Tally the lines in the items below that contain the string "shaft", treating case as significant. Give only the number.

Excerpts of pointing data:
[Start]
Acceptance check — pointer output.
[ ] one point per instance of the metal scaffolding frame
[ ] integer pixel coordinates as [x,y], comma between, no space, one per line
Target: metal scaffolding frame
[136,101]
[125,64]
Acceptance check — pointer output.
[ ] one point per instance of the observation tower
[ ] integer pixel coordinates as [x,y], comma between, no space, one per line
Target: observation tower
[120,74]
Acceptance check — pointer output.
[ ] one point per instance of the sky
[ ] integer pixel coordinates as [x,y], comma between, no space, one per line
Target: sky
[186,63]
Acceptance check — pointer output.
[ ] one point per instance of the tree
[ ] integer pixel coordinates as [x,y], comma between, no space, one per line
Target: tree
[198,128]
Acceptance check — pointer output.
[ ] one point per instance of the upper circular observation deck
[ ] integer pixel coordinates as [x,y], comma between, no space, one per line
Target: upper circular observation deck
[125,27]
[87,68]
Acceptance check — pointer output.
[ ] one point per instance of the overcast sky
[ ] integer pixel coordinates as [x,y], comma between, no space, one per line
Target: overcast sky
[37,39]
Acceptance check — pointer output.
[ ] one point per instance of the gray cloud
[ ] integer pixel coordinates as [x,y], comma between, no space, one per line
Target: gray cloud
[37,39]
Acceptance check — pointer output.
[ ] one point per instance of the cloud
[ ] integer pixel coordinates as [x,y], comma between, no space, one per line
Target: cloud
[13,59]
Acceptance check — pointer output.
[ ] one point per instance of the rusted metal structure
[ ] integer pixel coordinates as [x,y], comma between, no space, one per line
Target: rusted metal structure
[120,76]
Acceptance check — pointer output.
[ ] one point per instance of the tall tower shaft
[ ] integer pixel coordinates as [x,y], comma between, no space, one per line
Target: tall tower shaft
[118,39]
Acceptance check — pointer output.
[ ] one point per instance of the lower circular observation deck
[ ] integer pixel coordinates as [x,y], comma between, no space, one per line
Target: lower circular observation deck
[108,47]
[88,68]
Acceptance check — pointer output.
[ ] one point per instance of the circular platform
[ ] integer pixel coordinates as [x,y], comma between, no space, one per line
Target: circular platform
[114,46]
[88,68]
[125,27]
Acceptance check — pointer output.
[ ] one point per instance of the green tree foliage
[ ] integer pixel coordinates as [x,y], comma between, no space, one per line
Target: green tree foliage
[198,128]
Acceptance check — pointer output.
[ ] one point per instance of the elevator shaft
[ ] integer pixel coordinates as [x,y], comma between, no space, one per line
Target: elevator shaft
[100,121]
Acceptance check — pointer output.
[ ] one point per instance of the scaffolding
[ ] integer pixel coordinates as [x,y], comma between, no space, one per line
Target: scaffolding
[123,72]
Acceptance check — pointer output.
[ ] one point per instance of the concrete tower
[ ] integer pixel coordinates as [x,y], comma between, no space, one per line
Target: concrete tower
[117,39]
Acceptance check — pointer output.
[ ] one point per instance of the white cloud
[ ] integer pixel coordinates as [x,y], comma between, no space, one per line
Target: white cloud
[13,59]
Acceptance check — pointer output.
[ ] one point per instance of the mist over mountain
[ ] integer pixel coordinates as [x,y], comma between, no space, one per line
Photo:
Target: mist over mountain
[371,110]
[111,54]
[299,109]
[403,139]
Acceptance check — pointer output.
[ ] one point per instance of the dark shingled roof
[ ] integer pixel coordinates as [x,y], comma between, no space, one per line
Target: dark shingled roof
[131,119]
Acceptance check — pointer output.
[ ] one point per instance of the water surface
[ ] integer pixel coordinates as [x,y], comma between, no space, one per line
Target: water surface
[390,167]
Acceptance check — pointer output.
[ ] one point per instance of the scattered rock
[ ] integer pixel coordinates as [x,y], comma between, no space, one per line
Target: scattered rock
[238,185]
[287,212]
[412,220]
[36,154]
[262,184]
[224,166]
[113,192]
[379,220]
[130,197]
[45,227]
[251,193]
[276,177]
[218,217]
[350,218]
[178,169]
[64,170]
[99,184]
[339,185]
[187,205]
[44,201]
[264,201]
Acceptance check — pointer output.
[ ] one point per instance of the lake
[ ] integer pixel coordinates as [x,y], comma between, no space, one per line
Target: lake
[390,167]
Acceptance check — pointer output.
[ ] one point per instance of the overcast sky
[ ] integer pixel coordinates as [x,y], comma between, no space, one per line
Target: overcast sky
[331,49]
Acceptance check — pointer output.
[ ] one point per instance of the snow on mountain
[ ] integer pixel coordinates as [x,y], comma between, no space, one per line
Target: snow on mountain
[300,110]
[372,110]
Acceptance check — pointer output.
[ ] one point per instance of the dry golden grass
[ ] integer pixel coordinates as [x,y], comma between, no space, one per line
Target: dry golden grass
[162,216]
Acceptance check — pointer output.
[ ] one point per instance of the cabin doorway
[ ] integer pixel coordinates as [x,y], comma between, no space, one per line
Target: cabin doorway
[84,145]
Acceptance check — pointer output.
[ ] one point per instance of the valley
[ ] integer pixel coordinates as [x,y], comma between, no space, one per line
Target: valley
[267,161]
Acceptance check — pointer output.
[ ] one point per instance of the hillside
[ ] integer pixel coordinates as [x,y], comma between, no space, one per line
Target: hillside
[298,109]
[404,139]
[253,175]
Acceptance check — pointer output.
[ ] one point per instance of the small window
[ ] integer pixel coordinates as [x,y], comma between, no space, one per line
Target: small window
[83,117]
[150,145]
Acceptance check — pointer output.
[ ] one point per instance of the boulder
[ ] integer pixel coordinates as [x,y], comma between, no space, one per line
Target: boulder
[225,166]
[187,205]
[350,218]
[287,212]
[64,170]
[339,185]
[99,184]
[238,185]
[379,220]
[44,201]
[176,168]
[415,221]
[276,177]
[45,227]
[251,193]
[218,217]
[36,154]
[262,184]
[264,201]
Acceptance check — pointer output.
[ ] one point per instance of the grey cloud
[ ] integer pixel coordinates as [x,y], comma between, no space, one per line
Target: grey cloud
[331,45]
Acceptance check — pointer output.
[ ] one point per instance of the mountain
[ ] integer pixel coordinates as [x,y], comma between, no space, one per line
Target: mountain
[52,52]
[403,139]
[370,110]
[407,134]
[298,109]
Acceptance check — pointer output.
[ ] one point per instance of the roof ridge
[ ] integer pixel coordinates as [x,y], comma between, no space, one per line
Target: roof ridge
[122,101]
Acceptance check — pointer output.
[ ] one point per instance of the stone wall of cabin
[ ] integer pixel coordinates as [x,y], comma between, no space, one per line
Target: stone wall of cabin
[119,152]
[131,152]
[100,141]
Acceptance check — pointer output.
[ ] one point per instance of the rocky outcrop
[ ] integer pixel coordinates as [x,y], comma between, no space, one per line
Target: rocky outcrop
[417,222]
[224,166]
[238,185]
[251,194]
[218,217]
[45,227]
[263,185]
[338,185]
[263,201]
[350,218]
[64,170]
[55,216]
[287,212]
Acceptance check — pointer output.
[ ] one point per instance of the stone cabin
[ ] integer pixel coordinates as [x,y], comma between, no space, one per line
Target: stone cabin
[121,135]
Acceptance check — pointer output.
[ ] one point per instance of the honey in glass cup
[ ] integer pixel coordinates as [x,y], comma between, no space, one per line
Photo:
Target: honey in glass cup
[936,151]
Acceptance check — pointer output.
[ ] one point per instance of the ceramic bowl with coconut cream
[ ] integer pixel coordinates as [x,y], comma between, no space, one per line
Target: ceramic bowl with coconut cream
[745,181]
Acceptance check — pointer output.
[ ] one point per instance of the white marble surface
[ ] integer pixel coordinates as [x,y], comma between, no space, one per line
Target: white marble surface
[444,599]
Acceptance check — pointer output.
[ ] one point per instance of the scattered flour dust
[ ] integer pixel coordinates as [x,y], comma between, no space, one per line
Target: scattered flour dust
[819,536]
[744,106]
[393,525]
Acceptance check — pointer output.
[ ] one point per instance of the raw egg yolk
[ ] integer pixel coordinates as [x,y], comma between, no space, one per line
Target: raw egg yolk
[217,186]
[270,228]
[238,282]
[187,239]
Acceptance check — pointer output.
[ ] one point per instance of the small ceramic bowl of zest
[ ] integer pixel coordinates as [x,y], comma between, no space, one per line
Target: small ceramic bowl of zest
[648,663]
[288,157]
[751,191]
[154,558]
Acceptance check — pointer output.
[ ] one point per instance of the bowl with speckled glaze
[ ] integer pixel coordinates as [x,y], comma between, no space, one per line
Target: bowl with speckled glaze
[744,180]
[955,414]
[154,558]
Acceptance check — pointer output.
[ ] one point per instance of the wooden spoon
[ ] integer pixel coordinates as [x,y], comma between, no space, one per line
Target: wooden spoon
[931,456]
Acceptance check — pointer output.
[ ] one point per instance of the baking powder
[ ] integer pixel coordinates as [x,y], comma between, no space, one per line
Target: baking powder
[End]
Response to this exercise:
4